EXERCISE ▸
Select every line of the listing below that contains the word "small".

INPUT ▸
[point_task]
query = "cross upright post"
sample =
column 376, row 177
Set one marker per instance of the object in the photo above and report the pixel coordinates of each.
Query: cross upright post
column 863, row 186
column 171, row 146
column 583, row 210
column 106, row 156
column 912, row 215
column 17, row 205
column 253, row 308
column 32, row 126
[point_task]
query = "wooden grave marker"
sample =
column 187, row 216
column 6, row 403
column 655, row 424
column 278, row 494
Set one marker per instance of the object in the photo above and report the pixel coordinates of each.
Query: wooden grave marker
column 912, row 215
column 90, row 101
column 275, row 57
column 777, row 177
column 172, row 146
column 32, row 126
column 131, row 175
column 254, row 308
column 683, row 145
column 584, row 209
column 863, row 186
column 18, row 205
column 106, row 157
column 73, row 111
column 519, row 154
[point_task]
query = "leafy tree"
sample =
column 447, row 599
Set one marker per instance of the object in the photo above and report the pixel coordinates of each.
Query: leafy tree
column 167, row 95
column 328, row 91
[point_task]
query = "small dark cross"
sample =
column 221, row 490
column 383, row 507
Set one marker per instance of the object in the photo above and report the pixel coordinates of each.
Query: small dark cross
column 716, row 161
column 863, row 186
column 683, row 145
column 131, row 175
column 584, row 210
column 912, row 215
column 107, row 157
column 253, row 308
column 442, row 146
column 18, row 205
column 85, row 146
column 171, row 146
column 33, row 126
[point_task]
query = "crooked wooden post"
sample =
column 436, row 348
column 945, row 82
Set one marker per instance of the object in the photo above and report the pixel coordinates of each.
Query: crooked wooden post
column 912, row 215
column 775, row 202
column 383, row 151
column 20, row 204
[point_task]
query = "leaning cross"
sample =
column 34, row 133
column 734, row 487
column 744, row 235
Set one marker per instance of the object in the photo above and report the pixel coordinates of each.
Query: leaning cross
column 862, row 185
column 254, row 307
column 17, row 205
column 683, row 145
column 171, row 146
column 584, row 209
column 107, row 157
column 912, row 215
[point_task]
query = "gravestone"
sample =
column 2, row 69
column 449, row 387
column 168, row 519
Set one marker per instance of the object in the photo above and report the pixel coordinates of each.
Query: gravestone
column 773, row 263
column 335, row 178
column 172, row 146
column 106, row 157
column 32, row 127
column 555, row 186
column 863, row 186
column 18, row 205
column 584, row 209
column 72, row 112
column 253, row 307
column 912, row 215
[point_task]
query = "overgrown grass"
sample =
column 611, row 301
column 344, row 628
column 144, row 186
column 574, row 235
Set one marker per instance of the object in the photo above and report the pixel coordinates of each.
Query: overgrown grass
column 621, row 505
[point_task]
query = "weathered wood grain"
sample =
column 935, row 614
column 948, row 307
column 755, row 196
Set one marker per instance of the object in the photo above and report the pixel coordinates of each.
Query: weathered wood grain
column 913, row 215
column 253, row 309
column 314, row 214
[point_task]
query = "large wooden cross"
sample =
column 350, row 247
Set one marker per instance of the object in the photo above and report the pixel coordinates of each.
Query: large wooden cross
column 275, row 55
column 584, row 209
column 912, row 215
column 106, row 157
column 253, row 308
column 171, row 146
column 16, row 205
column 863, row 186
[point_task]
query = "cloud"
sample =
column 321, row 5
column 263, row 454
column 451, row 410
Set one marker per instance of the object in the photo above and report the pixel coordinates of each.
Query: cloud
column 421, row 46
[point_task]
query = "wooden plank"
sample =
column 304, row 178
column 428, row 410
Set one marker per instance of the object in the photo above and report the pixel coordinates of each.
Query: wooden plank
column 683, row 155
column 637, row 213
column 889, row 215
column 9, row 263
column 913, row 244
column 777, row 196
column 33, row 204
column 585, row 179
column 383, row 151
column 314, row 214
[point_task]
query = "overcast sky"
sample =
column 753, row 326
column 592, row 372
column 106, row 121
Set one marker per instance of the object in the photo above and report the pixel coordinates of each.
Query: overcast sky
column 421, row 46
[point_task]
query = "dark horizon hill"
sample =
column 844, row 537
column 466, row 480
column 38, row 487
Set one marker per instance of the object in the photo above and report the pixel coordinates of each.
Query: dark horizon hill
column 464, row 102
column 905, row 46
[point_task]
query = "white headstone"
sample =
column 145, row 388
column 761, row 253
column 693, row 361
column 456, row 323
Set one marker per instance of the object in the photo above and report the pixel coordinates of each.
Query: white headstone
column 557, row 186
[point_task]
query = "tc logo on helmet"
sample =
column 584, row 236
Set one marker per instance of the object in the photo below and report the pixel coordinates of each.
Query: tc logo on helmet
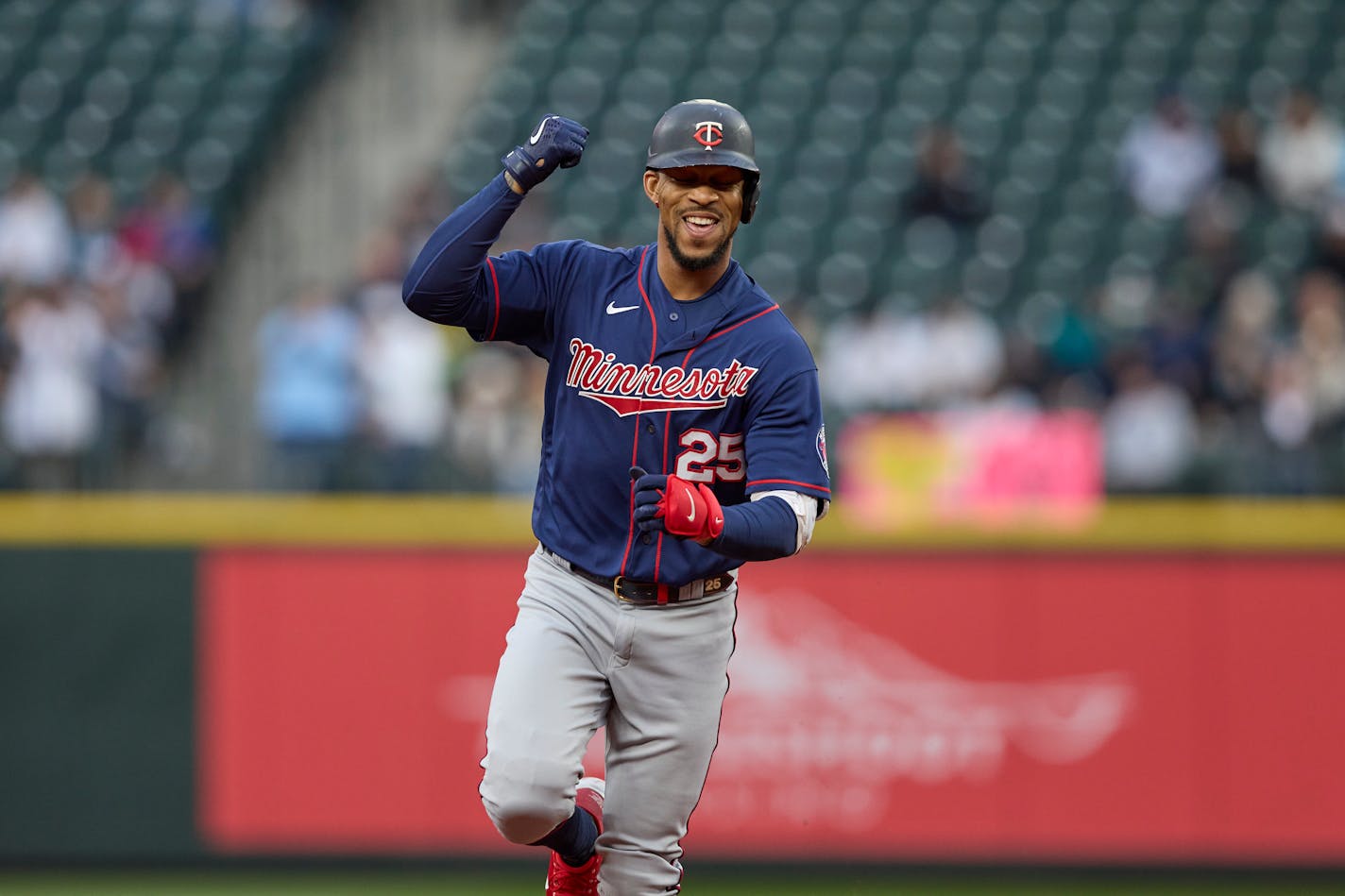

FINISHED ANSWER ▸
query = "small dark cross"
Query: small dark cross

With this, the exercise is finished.